* begin Data supplied *
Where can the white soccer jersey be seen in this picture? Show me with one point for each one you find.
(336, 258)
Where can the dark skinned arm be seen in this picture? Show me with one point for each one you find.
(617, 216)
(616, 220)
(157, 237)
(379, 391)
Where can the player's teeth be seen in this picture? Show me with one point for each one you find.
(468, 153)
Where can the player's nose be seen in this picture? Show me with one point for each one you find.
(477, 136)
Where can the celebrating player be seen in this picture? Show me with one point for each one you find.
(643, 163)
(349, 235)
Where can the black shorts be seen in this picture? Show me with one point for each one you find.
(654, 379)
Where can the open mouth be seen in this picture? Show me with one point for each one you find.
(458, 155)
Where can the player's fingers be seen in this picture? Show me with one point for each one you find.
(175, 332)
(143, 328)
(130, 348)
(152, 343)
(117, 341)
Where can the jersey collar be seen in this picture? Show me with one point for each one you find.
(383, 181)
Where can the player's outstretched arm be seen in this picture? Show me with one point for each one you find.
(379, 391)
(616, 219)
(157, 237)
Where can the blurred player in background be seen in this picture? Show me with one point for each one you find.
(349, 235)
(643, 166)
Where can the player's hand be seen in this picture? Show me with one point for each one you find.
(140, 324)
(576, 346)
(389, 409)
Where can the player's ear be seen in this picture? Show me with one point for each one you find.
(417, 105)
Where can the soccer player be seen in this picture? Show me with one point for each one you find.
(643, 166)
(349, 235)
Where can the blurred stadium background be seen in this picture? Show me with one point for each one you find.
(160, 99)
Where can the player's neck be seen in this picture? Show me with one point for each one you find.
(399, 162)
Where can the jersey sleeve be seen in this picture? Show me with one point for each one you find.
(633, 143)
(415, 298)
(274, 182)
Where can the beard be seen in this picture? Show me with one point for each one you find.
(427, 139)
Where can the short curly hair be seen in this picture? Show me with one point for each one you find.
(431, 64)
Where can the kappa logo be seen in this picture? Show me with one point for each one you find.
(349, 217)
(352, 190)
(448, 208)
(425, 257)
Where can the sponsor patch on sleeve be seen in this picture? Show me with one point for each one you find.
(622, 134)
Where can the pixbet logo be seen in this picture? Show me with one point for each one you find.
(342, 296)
* end Data supplied *
Instructions for the task>
All the entries above need to be reproduced exactly.

Exercise solution>
Where can the white soccer jersey be seen in this picture? Show me with one point for each one you find.
(336, 258)
Where can the dark skinned arm be seen in this picture? Show me with one point for each one you find.
(617, 216)
(616, 220)
(157, 237)
(379, 391)
Where can the player's teeth be seen in this picture? Show me with one point for each one you find.
(468, 153)
Where can the player's nose be seen in this picture? Show me with one point for each one you find.
(477, 136)
Where can the celebrating player be seen in this picture? Show me with one point for each one you find.
(643, 163)
(349, 235)
Where can the black shorts be seen in this picture? Show me with one point for each one you find.
(654, 379)
Where can the open mouth be seen in this picture? Show me with one point for each one you find.
(458, 155)
Where can the player's fingers be seen in this picture? Show me with one point for each one you find.
(175, 332)
(143, 328)
(130, 348)
(152, 343)
(117, 341)
Where can the jersey collar be seen in this picture? Show me with one point for each one you find.
(383, 181)
Where can the player's outstretched arm be seen in this picture? Show me with one point for each one you find.
(379, 391)
(616, 219)
(157, 237)
Where can the blurred player in background be seen in this picture? Show me with one point for each one you find.
(349, 235)
(643, 166)
Where can the player's hand be seen in this picture? Show me with one point for each one you find.
(140, 324)
(576, 346)
(389, 409)
Where can the player's ear be seen in this picture? Show me with one point for each one you find.
(417, 105)
Where can the soccer player be seen in this picture? Show me with one point for each one you find.
(643, 166)
(349, 235)
Where can the blurred stadium background be seen in this picture? Show me with one point for each one you find.
(160, 99)
Where can the player's neck be seen in this picture? Show me with one point for each one you find.
(399, 162)
Where can the jersey sleeve be seen in this picture? Show me with one point for each one you find.
(633, 143)
(415, 298)
(274, 182)
Where can the beard be seen in this picture? Show me with one point for each one you find.
(427, 139)
Where can the short curly hair be seen in this picture? Show me with one point for each one you find.
(431, 64)
Where can the kappa logo be seen in this picture? Show me with one point for each one you find.
(349, 217)
(352, 190)
(448, 208)
(425, 257)
Where can the sponsor patch on sleeve be seen in this picture? Show me with one point for each one you find.
(622, 134)
Where can the pixbet logo be seen in this picture? Show me with one point for each one you find.
(342, 296)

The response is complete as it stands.